Everything from the line with "the dog's black nose" to the end of the data should be restated word for word, and nothing before it.

### Given data
....
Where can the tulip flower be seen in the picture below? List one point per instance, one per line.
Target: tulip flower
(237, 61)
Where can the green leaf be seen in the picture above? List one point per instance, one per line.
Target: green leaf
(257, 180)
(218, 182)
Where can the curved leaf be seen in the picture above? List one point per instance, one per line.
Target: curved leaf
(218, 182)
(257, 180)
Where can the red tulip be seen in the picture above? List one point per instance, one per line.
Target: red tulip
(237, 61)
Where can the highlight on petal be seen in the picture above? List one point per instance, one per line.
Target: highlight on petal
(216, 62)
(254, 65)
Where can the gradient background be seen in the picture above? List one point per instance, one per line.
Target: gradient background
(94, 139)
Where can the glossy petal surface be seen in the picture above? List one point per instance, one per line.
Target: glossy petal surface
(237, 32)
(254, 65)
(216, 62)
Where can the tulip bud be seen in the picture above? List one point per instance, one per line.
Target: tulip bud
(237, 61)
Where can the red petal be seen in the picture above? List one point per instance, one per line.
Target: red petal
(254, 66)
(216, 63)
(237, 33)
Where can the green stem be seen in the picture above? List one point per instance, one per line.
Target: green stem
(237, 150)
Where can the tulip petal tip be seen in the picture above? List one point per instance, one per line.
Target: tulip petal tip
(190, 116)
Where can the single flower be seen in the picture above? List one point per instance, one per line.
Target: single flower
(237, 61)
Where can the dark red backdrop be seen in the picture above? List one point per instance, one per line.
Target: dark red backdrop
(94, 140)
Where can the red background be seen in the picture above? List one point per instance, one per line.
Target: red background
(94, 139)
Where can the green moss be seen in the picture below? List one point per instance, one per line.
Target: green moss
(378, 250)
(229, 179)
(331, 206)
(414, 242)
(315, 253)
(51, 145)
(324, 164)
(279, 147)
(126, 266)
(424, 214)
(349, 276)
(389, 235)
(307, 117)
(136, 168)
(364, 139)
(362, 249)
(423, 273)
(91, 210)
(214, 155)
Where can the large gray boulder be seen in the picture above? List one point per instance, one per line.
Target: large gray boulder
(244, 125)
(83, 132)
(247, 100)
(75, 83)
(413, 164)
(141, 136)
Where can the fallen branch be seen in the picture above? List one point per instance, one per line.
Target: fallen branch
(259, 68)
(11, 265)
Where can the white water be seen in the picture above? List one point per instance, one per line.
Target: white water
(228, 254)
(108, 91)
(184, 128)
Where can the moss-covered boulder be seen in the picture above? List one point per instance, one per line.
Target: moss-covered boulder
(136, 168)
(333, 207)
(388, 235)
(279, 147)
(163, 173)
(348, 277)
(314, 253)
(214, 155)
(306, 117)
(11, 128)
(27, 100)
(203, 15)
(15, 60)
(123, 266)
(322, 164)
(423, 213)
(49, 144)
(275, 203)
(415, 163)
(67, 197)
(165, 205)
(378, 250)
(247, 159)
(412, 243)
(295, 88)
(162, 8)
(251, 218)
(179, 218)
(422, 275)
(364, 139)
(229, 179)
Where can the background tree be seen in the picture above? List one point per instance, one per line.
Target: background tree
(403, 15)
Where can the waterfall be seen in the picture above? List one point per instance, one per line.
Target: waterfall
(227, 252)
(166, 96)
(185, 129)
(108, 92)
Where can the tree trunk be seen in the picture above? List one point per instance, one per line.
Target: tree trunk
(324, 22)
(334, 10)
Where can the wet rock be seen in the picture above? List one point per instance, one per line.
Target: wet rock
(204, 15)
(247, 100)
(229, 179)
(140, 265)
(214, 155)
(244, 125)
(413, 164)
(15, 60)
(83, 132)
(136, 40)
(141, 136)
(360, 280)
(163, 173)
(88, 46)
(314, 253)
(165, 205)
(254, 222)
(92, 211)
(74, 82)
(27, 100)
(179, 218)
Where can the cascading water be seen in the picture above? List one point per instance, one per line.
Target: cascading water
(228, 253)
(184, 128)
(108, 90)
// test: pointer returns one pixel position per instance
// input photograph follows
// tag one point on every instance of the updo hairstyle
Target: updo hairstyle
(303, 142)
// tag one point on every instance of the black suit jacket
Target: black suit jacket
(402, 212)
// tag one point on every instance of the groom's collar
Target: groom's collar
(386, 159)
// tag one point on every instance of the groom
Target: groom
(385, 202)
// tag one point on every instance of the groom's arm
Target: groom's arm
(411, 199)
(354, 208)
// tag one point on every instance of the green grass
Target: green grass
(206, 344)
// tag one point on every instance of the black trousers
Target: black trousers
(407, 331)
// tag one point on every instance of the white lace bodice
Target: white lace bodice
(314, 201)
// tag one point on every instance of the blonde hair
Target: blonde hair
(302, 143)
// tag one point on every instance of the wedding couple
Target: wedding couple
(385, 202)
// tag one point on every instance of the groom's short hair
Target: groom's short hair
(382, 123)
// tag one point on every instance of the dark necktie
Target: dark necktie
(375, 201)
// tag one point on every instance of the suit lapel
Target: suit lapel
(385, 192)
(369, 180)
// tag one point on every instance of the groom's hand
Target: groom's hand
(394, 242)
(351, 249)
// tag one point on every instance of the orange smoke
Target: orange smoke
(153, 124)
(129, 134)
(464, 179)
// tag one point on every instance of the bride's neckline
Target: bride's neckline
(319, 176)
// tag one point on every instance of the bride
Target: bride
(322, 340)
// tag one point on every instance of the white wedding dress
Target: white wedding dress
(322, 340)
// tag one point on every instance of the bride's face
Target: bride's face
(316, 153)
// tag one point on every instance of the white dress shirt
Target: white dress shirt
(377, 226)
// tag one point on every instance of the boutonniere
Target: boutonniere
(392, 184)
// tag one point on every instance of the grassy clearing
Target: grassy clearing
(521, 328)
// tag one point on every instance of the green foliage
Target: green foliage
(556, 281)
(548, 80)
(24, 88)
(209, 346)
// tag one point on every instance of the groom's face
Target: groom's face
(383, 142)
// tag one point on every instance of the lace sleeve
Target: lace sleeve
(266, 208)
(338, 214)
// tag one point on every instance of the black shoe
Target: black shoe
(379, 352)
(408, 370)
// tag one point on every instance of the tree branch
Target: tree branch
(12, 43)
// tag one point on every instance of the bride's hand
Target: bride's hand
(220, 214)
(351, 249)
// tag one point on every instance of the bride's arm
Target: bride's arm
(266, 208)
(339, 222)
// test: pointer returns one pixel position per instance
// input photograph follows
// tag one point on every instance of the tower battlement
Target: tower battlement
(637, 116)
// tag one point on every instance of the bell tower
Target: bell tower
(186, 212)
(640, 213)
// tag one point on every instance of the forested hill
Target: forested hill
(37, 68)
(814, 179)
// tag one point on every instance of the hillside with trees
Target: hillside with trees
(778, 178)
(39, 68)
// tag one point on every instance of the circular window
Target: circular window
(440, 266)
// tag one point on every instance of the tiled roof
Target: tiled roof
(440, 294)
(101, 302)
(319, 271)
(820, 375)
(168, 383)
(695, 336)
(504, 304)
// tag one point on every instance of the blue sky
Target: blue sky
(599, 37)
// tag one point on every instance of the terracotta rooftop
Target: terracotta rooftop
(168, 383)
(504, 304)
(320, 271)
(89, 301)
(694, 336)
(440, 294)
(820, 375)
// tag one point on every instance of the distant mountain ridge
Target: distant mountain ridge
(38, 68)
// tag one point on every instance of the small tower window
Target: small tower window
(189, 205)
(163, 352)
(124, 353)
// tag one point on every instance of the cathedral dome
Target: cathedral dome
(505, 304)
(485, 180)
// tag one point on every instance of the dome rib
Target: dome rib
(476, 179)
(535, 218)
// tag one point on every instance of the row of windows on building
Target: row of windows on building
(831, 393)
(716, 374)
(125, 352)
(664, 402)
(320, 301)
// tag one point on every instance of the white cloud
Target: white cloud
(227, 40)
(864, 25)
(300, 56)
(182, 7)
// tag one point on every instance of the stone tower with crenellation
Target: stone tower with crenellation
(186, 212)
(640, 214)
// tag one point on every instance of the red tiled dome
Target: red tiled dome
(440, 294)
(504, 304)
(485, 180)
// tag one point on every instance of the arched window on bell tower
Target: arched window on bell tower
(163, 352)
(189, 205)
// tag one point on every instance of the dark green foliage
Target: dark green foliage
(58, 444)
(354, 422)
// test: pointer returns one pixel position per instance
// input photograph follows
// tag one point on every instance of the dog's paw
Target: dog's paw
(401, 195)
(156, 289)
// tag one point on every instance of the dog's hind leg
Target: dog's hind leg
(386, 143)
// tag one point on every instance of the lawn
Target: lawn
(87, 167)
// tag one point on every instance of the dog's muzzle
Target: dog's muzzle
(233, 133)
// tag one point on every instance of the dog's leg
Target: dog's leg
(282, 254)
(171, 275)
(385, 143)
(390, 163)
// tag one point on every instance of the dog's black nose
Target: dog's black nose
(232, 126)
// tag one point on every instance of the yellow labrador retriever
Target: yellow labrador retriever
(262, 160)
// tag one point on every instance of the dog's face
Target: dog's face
....
### Task answer
// tag one point on every instance of the dog's black nose
Target: dog's black nose
(232, 126)
// tag one point on every instance of the yellow labrador retriever
Target: yellow labrador retriever
(262, 160)
// tag one point on every instance of the dog's face
Target: dog's face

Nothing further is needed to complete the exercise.